==== Listed entries ====

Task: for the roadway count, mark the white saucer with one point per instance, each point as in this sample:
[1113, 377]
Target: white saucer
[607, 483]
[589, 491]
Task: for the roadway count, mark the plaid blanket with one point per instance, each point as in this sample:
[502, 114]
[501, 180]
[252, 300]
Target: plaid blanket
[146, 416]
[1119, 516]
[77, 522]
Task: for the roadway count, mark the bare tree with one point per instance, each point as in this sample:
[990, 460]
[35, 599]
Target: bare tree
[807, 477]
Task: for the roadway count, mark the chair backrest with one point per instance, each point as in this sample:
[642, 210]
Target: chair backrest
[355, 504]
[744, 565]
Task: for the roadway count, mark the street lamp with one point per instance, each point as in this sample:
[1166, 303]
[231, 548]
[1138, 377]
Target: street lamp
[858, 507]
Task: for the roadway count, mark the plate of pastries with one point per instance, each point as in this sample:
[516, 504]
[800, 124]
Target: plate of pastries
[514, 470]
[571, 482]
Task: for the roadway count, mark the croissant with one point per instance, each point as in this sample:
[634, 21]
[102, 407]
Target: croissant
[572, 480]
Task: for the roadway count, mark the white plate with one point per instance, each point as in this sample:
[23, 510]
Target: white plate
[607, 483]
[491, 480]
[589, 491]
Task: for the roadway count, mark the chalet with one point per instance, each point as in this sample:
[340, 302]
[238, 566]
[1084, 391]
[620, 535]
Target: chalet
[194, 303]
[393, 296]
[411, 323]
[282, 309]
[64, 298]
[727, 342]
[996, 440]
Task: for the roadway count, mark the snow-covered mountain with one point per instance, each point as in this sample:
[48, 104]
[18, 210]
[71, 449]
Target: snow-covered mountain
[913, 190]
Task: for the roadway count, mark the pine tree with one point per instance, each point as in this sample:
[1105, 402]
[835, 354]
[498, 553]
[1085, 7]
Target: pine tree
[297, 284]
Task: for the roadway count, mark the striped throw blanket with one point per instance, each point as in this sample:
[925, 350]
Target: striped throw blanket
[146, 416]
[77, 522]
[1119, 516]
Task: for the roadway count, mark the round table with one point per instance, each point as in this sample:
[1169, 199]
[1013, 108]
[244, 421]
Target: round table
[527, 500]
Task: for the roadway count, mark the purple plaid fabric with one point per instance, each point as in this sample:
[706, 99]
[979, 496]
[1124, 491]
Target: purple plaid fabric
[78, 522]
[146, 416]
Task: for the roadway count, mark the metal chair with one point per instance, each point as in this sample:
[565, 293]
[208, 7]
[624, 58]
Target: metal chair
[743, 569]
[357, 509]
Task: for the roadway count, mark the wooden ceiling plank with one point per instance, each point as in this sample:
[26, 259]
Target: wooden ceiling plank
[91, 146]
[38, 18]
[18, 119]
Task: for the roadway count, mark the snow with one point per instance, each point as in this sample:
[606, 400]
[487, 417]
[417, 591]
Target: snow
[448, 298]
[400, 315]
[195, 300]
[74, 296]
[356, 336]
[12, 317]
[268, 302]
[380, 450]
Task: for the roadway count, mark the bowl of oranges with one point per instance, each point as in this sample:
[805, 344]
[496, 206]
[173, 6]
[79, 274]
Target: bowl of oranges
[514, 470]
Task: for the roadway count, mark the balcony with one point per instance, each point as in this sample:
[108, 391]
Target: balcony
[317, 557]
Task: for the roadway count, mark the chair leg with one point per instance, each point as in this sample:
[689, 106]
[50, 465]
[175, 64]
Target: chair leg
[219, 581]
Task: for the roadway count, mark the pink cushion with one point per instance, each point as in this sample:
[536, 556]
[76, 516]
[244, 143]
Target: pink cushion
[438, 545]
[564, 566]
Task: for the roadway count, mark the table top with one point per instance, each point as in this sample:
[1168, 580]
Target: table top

====

» **Written problem**: Using the exact wording, write out all of the records.

» **Reply**:
Task: for the roadway count, mark the white saucer with one point per instance, each point as in this sample:
[1113, 377]
Target: white saucer
[607, 483]
[589, 491]
Task: for the roadway count, mark the plaid blanket with one point per instance, each point as in this sample:
[502, 114]
[501, 180]
[252, 300]
Target: plaid blanket
[146, 416]
[1119, 516]
[77, 522]
Task: for the roadway count, mark the bare tree with one point per instance, each point as in this sample:
[990, 460]
[35, 599]
Target: bare tree
[807, 477]
Task: for the roadway count, mark the chair backrest with one point per instance, each point as in this sample:
[642, 210]
Target: chair backrest
[355, 504]
[744, 565]
Task: for the roadway count, mark the street lamp with one point per instance, each point as in this sample:
[1166, 303]
[231, 548]
[1138, 377]
Target: street lamp
[858, 507]
Task: for the roadway count, mark the plate of pastries with one point per instance, each point as in this sample:
[516, 504]
[800, 124]
Target: plate of pastries
[514, 470]
[571, 482]
Task: for the roadway count, mark the croissant with one point per instance, each point as in this sample:
[634, 21]
[102, 407]
Target: croissant
[572, 480]
Task: for the roadway count, mark the white plate with one point per instance, each point as in this sample:
[23, 510]
Target: white plate
[607, 483]
[491, 480]
[589, 491]
Task: for the roadway count, mark the chalet with one point per instance, each point as in this sample:
[340, 302]
[238, 566]
[1084, 391]
[620, 535]
Target: chalet
[194, 303]
[393, 296]
[411, 323]
[282, 309]
[64, 298]
[727, 342]
[996, 440]
Task: for the roadway count, mark the snow-covered mountain with one point per instance, each point as in this sample:
[48, 104]
[18, 210]
[71, 449]
Target: snow-covered mountain
[913, 190]
Task: for the roadway count, mark the pine tree with one point per instance, each point as in this sample:
[1105, 402]
[835, 354]
[498, 553]
[1085, 7]
Target: pine tree
[297, 284]
Task: for the roadway count, mark the striped throw blanket with one point per instance, each point as in this sample:
[925, 350]
Target: striped throw blanket
[146, 416]
[77, 522]
[1119, 516]
Task: for the roadway count, mark the round table with one point per instance, each point as in this sample:
[1169, 199]
[1013, 108]
[244, 421]
Target: round table
[527, 500]
Task: for the roadway count, mark the purple plaid fabric with one point per instance, each point as in this sample:
[706, 99]
[979, 496]
[1124, 491]
Target: purple plaid fabric
[78, 522]
[146, 416]
Task: for the roadway count, mark the metal chair with one point per instance, each point as in this sample:
[565, 293]
[208, 7]
[624, 58]
Target: metal chair
[743, 569]
[357, 509]
Task: for the roadway count, mark the wooden ceiling plank with one point per instance, each point as in this sample:
[26, 259]
Target: wooden ceiling plank
[91, 146]
[38, 18]
[18, 119]
Task: for the roadway count, mark the snow with one point per instance, each point as in this sample:
[606, 400]
[487, 417]
[417, 591]
Target: snow
[448, 298]
[400, 315]
[195, 300]
[74, 296]
[356, 336]
[12, 317]
[268, 302]
[380, 450]
Task: for the roadway count, mark the bowl of oranges with one point per instance, each point as in this sample:
[805, 344]
[496, 206]
[173, 6]
[79, 274]
Target: bowl of oranges
[514, 470]
Task: for the roadway count, mark the balcony with one point per instance, each point as in this sample:
[108, 391]
Target: balcony
[317, 557]
Task: for the roadway count, mark the chair leg with one point per instance, each point as in this sample:
[689, 106]
[50, 465]
[175, 64]
Target: chair leg
[219, 581]
Task: for the roadway count, mark the pink cushion with one point per instance, each point as in this sample:
[536, 556]
[76, 516]
[244, 143]
Target: pink cushion
[438, 545]
[564, 566]
Task: for the roadway count, mark the table top with one point per instance, each point as in this sample:
[1168, 580]
Target: table top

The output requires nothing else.